TEXTE EXTRAIT
Du côté romand, on ne veut pas être en reste. Une grève des élèves est donc prévue vendredi 18  pour protester contre l’inaction de Berne face à l’urgence climatique. Une grève que le DIP ne soutient pas officiellement, mais qu’il tolère «officieusement»: les élèves grévistes seront notés «absents non excusés» mais il est demandé aux professeurs de ne pas les pénaliser par une note sanction de 1, comme le prévoit le règlement, en cas de travail évalué.

On ne peut que se féliciter d’un tel engagement citoyen de la part d’une jeunesse que l’on aurait pu croire dépolitisée, cantonnée dans un monde virtuel ou animée par son seul moi triomphant. Je me demande toutefois si on lui a bien expliqué les enjeux de ses revendications. Pour commencer, est-ce Berne qui devrait en faire plus dans sa politique climatique, ou la jeunesse qui pourrait en faire moins dans son propre mode de vie? Car si notre avenir est à ce point apocalyptique - comme on ne cesse de nous le rappeler à chaque fois qu'il faut lever une taxe -, il faudra bien, par exemple, se résoudre à:

Adieu, Google, courriers électroniques, week-end à Barcelone, réseaux sociaux, bouilloires, grille-pain, micro-onde…

Voilà un petit problème arithmétique que je soumets à la sagacité de nos jeunes manifestants:

Sachant qu’internet est le troisième consommateur mondial d’énergie après la Chine et les Etats-Unis; sachant que l’envoi d’un simple e-mail avec pièce jointe représente l’équivalent énergétique d’une ampoule basse consommation allumée pendant une heure; sachant que près de trois mille milliards d’e-mails – sans compter les spams – sont envoyés annuellement par le monde; sachant enfin que la production de 15 centrales nucléaires pendant une heure équivaut à l’envoi de seulement 10  milliards de mails…. Estimez (approximativement) la facture énergétique de la seule production d’e-mails par le monde en une journée.

SÉRIE DE CONSIGNES
• a. Recopiez mot pour mot le passage du texte sur la grève des élèves pour le climat qui commence aux mots «Du côté romand, on» et s'arrête après «de travail évalué.».
• b. Comment se poursuivrait le texte sur la grève des élèves pour le climat ? Rédigez-en la suite, à partir de sa dernière phrase.

DONNÉES FOURNIES
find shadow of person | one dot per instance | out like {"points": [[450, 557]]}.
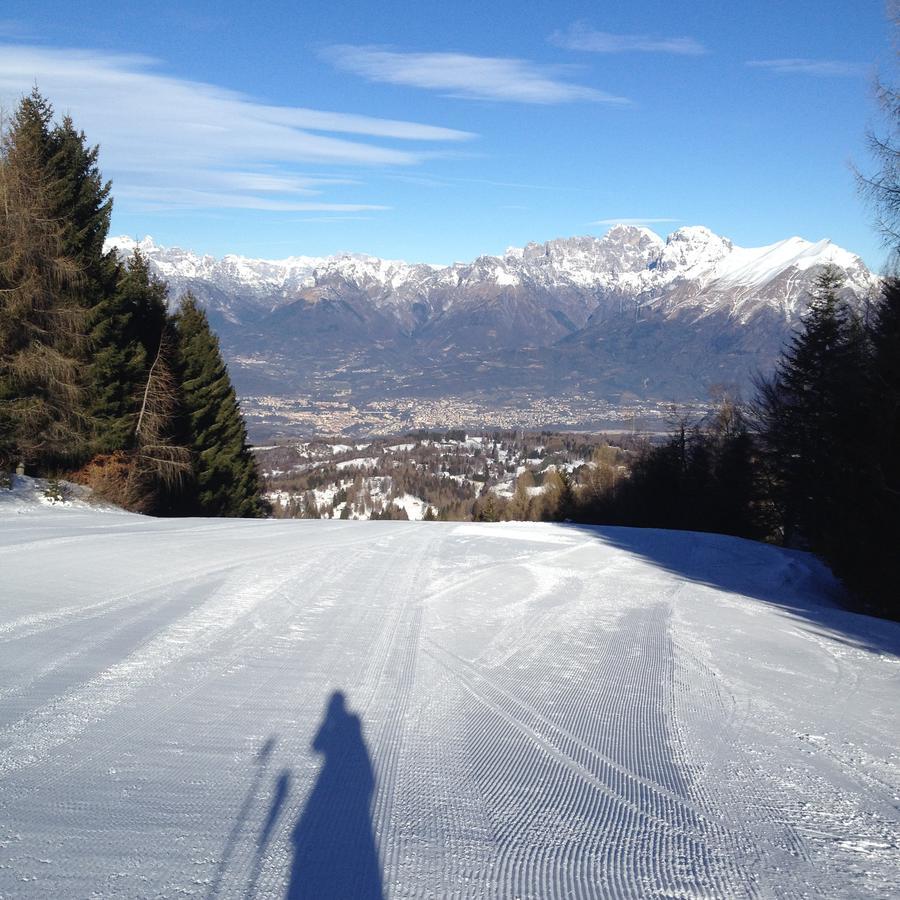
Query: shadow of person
{"points": [[334, 848]]}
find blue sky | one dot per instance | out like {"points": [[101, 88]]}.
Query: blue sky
{"points": [[438, 131]]}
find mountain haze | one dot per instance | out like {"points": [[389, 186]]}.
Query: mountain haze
{"points": [[621, 318]]}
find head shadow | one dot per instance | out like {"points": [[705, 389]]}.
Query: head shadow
{"points": [[335, 854]]}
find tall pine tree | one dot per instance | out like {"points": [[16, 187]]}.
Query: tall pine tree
{"points": [[226, 481], [806, 416], [41, 324], [128, 324]]}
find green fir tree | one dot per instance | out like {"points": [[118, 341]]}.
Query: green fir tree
{"points": [[226, 480]]}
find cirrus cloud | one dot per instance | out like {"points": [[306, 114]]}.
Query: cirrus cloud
{"points": [[466, 76], [822, 68], [580, 36], [167, 140]]}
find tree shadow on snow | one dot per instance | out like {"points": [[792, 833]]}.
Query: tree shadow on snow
{"points": [[335, 855], [797, 582]]}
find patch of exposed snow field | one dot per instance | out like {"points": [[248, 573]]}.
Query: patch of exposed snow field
{"points": [[526, 710]]}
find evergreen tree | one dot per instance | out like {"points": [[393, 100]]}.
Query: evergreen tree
{"points": [[224, 469], [806, 414], [869, 531], [41, 327], [128, 324]]}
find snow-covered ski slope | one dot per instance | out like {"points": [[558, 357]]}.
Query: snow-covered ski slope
{"points": [[524, 711]]}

RÉSULTATS DES CONSIGNES
• a.
Du côté romand, on ne veut pas être en reste. Une grève des élèves est donc prévue vendredi 18  pour protester contre l’inaction de Berne face à l’urgence climatique. Une grève que le DIP ne soutient pas officiellement, mais qu’il tolère «officieusement»: les élèves grévistes seront notés «absents non excusés» mais il est demandé aux professeurs de ne pas les pénaliser par une note sanction de 1, comme le prévoit le règlement, en cas de travail évalué.

• b.
On pourrait étendre le problème:

Sachant que 600000 heures de vidéo sont ajoutées quotidiennement sur Youtube…

Sachant que plus de 40000 recherches sont lancées chaque seconde sur Google pour un total quotidien de 3,3 milliards…

Sachant que, en 2010 déjà, plus de quatre milliards de messages sont envoyés chaque jour par les utilisateurs sur les réseaux sociaux Facebook…

Sachant qu’un seul Data Center (centre qui traite, conserve, envoie, héberge, etc. les données internet) consomme quotidiennement autant d’électricité qu’une ville de 30000 habitants…

– Eh oui! Sur le net, si l’acte individuel est négligeable, à l’échelle planétaire, l’impact devient astronomique!

Arrêtons-nous là!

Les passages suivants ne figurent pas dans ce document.